SUPPLIED MATERIAL ▸
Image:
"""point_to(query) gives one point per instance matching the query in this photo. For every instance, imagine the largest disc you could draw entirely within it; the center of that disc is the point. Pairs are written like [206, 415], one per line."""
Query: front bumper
---
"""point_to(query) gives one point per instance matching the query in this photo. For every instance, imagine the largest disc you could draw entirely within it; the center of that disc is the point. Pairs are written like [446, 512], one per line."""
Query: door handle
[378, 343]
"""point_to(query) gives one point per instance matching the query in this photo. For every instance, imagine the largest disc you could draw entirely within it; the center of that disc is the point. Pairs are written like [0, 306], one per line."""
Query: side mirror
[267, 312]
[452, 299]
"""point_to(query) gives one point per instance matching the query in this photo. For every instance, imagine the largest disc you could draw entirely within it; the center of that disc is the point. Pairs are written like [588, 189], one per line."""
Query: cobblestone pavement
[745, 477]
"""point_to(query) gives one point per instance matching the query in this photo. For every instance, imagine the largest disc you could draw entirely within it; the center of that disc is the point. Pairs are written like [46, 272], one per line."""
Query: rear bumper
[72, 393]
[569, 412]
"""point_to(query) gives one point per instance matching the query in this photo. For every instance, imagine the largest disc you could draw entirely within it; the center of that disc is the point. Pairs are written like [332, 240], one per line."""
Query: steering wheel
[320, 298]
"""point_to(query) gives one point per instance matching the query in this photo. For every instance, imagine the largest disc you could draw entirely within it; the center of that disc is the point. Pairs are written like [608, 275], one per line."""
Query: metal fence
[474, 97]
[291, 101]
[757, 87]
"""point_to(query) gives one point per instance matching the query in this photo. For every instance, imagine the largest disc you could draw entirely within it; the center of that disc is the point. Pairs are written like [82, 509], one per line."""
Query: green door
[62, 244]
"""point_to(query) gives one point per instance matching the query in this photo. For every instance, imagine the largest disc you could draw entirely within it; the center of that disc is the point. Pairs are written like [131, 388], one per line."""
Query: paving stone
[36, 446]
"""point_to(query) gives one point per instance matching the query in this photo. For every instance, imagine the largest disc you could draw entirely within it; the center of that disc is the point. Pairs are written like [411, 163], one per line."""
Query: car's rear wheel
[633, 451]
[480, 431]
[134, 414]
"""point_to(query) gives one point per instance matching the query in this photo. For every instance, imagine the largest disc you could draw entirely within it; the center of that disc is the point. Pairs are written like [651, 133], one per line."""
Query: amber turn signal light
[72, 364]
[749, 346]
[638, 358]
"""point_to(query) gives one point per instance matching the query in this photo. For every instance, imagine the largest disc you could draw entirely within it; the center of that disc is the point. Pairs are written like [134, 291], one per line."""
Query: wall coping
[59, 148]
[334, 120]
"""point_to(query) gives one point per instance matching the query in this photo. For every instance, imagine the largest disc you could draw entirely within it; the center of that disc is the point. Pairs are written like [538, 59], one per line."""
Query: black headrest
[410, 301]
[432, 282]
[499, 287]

AIM ▸ Please extract each line from the entries above that contains the word "rear", treating uppercase and lowercase as different.

EXERCISE RESULT ▸
Query: rear bumper
Query: car's rear wheel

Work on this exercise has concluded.